## Start

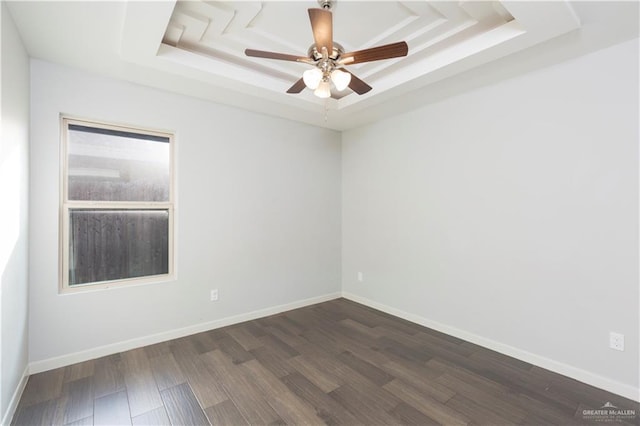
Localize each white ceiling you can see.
[7,0,638,130]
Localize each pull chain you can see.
[324,98,329,123]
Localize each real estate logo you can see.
[582,401,637,423]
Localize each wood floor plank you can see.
[446,395,522,426]
[202,350,282,424]
[329,385,399,425]
[251,346,296,377]
[288,355,340,393]
[384,380,471,425]
[160,383,210,426]
[11,299,640,426]
[65,416,93,426]
[382,361,455,404]
[337,352,394,386]
[131,405,171,426]
[64,359,95,383]
[436,373,527,423]
[121,348,162,417]
[241,360,323,425]
[389,402,440,426]
[216,334,254,364]
[15,368,64,406]
[144,342,171,359]
[172,342,229,407]
[190,332,219,354]
[259,334,300,358]
[93,354,126,398]
[63,377,93,424]
[93,391,131,426]
[149,353,187,391]
[11,399,58,426]
[226,327,264,352]
[281,372,361,425]
[204,399,249,426]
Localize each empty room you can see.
[0,0,640,426]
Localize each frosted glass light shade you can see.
[302,68,322,90]
[331,70,351,92]
[313,80,331,98]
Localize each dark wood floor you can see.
[12,299,640,426]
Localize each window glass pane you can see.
[69,209,169,286]
[67,124,170,202]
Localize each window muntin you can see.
[61,117,173,291]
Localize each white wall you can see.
[0,2,29,418]
[29,60,341,370]
[342,40,640,398]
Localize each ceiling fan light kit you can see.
[245,0,409,98]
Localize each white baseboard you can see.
[0,365,29,425]
[29,292,341,374]
[342,292,640,403]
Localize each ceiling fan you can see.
[244,0,409,98]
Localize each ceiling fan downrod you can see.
[318,0,333,10]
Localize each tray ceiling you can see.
[9,0,596,130]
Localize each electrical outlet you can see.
[609,331,624,351]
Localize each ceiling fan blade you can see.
[244,49,309,62]
[339,41,409,65]
[339,68,371,95]
[309,9,333,55]
[287,79,307,93]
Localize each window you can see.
[60,117,174,291]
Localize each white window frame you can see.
[58,114,175,293]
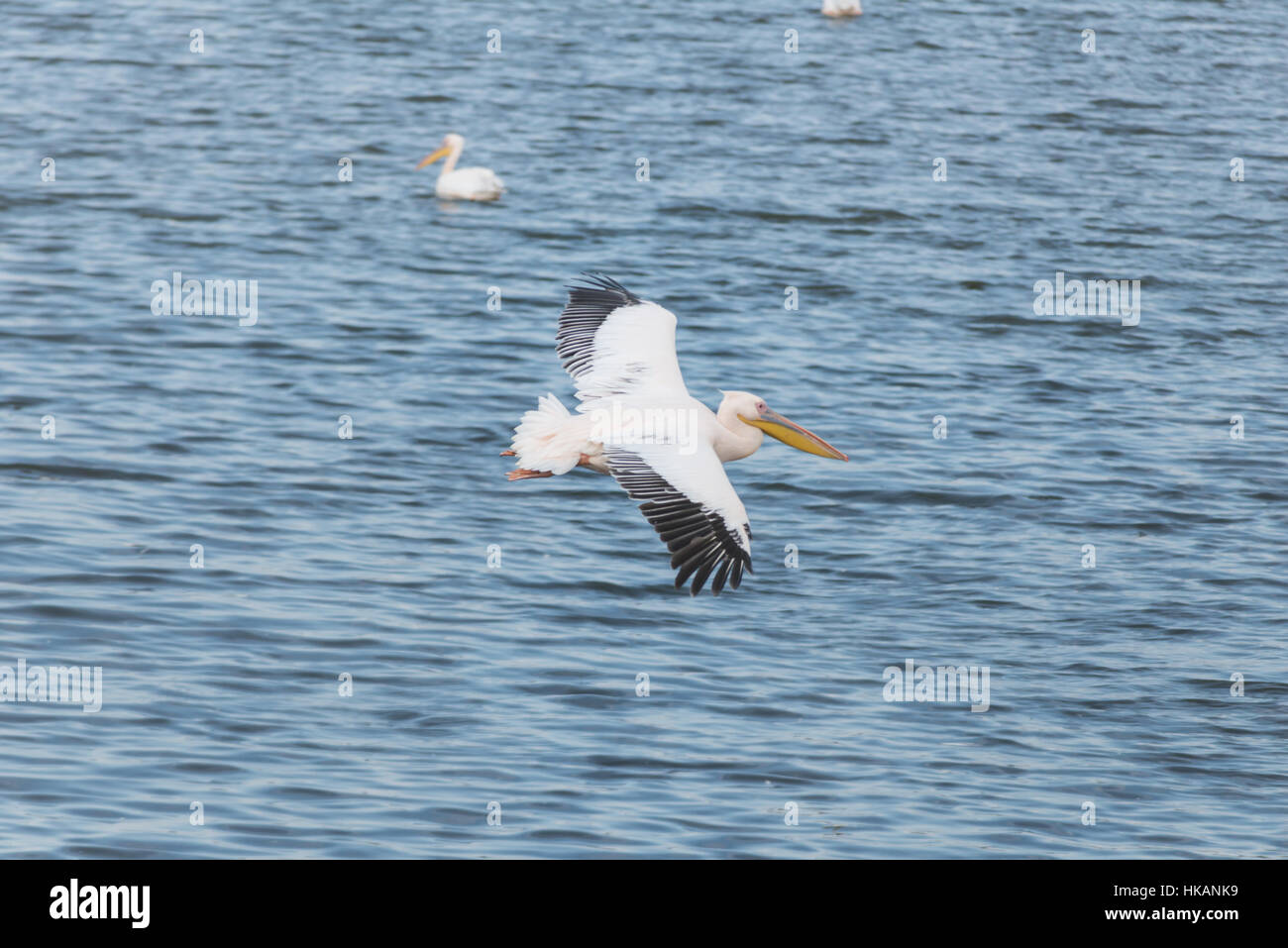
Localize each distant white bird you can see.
[416,132,505,201]
[501,274,850,595]
[823,0,863,17]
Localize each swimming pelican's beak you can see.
[416,145,452,171]
[738,408,850,461]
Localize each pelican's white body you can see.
[422,133,505,201]
[823,0,863,17]
[510,301,765,481]
[502,273,849,595]
[434,164,505,201]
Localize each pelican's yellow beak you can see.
[738,408,850,461]
[416,145,452,171]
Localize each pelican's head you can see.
[720,391,850,461]
[416,132,465,171]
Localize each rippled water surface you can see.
[0,0,1288,858]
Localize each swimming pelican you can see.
[501,273,850,595]
[416,132,505,201]
[823,0,863,17]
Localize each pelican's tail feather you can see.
[510,394,588,479]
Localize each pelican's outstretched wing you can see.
[555,273,690,402]
[604,442,751,595]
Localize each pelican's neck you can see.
[715,404,765,463]
[438,143,465,177]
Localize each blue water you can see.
[0,0,1288,858]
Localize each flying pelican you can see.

## End

§ **OBJECTIVE**
Copy every line above word for word, leaving out the pictures.

§ **TASK RESULT**
Localize each white ceiling you can see.
[7,0,638,130]
Localize each pull chain you can see.
[324,98,329,123]
Localize each real estate logo you can see.
[582,401,637,423]
Localize each wood floor plank you can see.
[446,395,522,426]
[202,350,282,424]
[329,385,399,425]
[251,346,296,377]
[288,355,340,393]
[384,380,471,425]
[160,383,210,426]
[11,299,640,426]
[65,416,93,426]
[382,361,455,404]
[337,352,394,386]
[131,405,171,426]
[64,359,95,383]
[436,373,527,423]
[121,348,162,417]
[241,360,323,425]
[389,402,440,426]
[216,334,254,364]
[15,368,64,406]
[144,342,171,359]
[172,342,229,407]
[190,332,219,354]
[259,334,300,358]
[93,354,126,398]
[63,377,93,424]
[93,391,131,426]
[149,353,187,391]
[11,399,58,426]
[226,327,264,352]
[281,372,361,425]
[204,399,249,426]
Localize each empty room you can see.
[0,0,640,426]
Localize each frosted glass light shade you can see.
[302,68,322,90]
[331,70,351,92]
[313,80,331,98]
Localize each dark wood floor you can see.
[12,299,640,426]
Localize each window glass pane you can see.
[69,209,169,286]
[67,124,170,202]
Localize each window muntin you can see.
[61,117,173,291]
Localize each white wall you can see.
[0,2,29,418]
[29,60,341,370]
[342,40,640,398]
Localize each ceiling fan light kit you can see.
[245,0,409,98]
Localize each white baseboard you can see.
[0,365,29,425]
[29,292,341,374]
[342,292,640,403]
Localize each ceiling fan you can see.
[244,0,409,98]
Localize each ceiling fan downrod you can see.
[318,0,333,10]
Localize each tray ceiling you can see.
[9,0,596,130]
Localize each electrical outlet you can see.
[609,331,624,351]
Localize each ceiling fan blade you can see.
[244,49,309,62]
[339,41,409,65]
[339,68,371,95]
[309,9,333,55]
[287,79,307,93]
Localize each window you can see.
[60,117,174,291]
Localize each white window frame you can see.
[58,114,175,293]
Localize each distant white bird you can see.
[416,132,505,201]
[501,274,850,595]
[823,0,863,17]
Localize each swimming pelican's beak you can see.
[416,145,452,171]
[738,408,850,461]
Localize each pelican's white body you can see.
[422,133,505,201]
[823,0,863,17]
[510,301,765,481]
[502,273,849,595]
[434,164,505,201]
Localize each pelican's yellow beak you can see.
[738,408,850,461]
[416,145,452,171]
Localize each pelican's head you can see.
[720,391,850,461]
[416,132,465,171]
Localize each rippled water surface you can see.
[0,0,1288,858]
Localize each swimming pelican you can see.
[501,273,850,595]
[416,132,505,201]
[823,0,863,17]
Localize each pelican's tail feather you can see.
[510,394,588,479]
Localize each pelican's outstretched wing you can see.
[555,273,690,402]
[604,442,751,595]
Localize each pelican's neck you can see.
[715,404,765,463]
[438,143,465,177]
Localize each blue water you can see.
[0,0,1288,858]
Localize each flying pelican you can see.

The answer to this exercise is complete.